====== Quelltext

Doch nicht nur wegen solcher Wechselwirkungen bleibt ein leichtes Unbehagen an Bildern wie denen Jimmy Nelsons. Gerade in ihrer Schönheit werden die von ihm porträtierten Menschen zu primär exotischen Objekten, gezähmten Fremden; sie präsentieren sich auf den Fine-Art-Prints so wie Zirkuslöwen hinter Gittern, fremd, aber gezähmt. Sie bedienen die Schaulust, können aber nicht beißen. Man erfährt nichts über sie, außer dass sie offenbar eine starke und harmonische Gemeinschaft stolzer Menschen bilden. So lassen sie jede Menge Raum für die Projektionen zivilisationsmüder Europäer. Und was sehen die? Edle Wilde, deren Sitten und Gebräuche so geschützt werden müssen wie Roter Panda und Schuppentier. Kaum jemand wagt die ketzerische Frage: Ist das eigentlich wünschenswert?

============
====== Datenauszug

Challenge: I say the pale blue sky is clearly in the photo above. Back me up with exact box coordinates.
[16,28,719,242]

============

_Aufgaben_
[1] Schreiben Sie den Text über die Bilder Jimmy Nelsons von „Doch nicht nur“ bis „Ist das eigentlich wünschenswert?“ wörtlich ab.
[2] Prüfen Sie, ob die folgenden Aussagen mit dem Text über die Bilder Jimmy Nelsons übereinstimmen, und belegen Sie jede Antwort mit den entscheidenden Worten des Textes: (a) Man erfährt aus den Bildern viel über die porträtierten Menschen. (b) Die porträtierten Menschen werden mit Zirkuslöwen verglichen. (c) Viele stellen die Frage, ob das wünschenswert ist.

_Antworten_
[1]
Doch nicht nur wegen solcher Wechselwirkungen bleibt ein leichtes Unbehagen an Bildern wie denen Jimmy Nelsons. Gerade in ihrer Schönheit werden die von ihm porträtierten Menschen zu primär exotischen Objekten, gezähmten Fremden; sie präsentieren sich auf den Fine-Art-Prints so wie Zirkuslöwen hinter Gittern, fremd, aber gezähmt. Sie bedienen die Schaulust, können aber nicht beißen. Man erfährt nichts über sie, außer dass sie offenbar eine starke und harmonische Gemeinschaft stolzer Menschen bilden. So lassen sie jede Menge Raum für die Projektionen zivilisationsmüder Europäer. Und was sehen die? Edle Wilde, deren Sitten und Gebräuche so geschützt werden müssen wie Roter Panda und Schuppentier. Kaum jemand wagt die ketzerische Frage: Ist das eigentlich wünschenswert?

[2]
(a) Nein: „Man erfährt nichts über sie, außer dass sie offenbar eine starke und harmonische Gemeinschaft stolzer Menschen bilden.“
(b) Ja: „sie präsentieren sich auf den Fine-Art-Prints so wie Zirkuslöwen hinter Gittern, fremd, aber gezähmt.“
(c) Nein: „Kaum jemand wagt die ketzerische Frage: Ist das eigentlich wünschenswert?“